Task goal: Report how many lines in the records hold the string "corners"; give the number and nothing else.

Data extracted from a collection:
=======
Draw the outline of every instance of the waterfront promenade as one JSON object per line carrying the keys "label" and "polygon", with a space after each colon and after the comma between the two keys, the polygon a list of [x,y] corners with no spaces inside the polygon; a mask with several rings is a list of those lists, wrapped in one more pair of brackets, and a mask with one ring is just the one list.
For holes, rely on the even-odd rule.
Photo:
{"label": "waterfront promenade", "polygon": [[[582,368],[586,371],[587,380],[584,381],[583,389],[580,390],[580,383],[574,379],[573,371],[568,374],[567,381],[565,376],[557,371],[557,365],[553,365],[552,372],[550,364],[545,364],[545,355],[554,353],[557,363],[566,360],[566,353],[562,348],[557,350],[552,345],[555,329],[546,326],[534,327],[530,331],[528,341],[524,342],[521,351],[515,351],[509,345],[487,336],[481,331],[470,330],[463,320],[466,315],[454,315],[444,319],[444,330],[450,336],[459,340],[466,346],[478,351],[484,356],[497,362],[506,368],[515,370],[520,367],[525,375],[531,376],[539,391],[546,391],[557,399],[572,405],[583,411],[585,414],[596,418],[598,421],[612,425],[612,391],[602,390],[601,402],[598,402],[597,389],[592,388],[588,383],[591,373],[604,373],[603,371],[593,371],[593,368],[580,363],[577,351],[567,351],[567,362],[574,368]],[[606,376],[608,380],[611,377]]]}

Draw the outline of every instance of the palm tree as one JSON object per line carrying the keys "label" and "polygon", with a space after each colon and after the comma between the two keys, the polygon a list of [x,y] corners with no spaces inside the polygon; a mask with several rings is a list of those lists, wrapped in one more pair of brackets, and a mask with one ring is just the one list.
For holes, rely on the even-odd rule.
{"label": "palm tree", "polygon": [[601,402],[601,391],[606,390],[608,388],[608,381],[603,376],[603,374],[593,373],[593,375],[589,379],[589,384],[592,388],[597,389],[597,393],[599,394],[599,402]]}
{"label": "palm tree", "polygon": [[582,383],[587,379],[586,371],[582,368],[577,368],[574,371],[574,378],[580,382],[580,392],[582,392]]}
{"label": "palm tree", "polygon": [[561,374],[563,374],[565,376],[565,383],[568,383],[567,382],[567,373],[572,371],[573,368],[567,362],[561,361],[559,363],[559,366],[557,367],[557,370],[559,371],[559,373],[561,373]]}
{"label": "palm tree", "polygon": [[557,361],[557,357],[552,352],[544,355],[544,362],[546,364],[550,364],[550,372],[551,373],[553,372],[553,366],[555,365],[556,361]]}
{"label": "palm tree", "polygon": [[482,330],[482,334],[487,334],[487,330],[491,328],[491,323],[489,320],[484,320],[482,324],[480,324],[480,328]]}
=======
Result of the exercise: 2